GOAL OF THE EXERCISE – Your output is the line containing "Query: concrete sidewalk" plus all lines after it to the end of the records, reproduced exactly, with nothing else.

Stored data entries

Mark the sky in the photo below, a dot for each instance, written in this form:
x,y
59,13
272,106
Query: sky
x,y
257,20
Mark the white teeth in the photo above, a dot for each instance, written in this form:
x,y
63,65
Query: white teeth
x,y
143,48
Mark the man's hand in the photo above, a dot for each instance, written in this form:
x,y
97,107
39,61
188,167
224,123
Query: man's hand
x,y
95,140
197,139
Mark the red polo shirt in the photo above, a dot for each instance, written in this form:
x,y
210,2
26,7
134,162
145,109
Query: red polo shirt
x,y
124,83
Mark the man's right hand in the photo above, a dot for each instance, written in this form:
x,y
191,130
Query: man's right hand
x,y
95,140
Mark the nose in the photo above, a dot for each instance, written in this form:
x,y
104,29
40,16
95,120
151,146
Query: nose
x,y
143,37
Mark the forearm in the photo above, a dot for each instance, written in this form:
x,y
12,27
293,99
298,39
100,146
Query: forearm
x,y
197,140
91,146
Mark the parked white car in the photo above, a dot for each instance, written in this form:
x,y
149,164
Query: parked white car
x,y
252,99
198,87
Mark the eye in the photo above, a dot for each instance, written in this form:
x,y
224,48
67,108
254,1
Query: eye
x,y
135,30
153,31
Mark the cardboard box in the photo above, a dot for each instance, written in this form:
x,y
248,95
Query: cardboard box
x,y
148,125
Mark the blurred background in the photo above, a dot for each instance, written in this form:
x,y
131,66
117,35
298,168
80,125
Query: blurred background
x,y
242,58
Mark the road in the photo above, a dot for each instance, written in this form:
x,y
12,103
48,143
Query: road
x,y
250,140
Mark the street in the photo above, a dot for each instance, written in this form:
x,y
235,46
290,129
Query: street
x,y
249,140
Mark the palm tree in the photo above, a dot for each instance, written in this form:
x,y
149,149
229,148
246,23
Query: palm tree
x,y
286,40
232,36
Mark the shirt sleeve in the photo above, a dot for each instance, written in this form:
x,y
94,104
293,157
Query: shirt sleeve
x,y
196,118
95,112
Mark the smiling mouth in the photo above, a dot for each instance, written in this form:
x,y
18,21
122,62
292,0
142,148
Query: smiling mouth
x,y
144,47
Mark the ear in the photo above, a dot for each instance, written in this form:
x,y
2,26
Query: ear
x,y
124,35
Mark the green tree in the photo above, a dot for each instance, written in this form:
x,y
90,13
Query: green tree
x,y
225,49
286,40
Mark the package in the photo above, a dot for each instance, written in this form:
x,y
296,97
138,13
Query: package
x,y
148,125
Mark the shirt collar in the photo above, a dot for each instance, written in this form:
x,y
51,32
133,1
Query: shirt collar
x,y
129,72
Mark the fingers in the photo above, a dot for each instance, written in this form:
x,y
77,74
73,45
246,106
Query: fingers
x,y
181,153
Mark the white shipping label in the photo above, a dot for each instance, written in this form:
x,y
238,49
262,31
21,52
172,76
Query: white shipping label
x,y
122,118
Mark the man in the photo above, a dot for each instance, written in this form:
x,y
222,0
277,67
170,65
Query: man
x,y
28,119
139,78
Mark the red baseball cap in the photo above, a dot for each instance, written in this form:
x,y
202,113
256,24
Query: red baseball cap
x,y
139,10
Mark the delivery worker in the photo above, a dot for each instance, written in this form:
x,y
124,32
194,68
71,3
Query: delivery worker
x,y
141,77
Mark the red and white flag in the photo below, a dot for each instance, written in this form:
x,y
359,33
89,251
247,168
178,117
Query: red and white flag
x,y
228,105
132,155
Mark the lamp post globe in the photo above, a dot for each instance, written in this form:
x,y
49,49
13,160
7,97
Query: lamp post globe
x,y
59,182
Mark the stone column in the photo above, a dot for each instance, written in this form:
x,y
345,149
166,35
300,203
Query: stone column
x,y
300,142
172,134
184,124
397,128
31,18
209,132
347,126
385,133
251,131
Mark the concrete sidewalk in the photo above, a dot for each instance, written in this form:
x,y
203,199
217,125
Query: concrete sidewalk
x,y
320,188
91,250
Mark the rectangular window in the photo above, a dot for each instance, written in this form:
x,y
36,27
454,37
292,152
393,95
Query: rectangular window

ANSWER –
Query: concrete sidewalk
x,y
320,188
91,250
Mark the rectangular window in the photo above, a dot for each instance, written in this form:
x,y
36,27
454,37
292,152
393,95
Query: rectangular window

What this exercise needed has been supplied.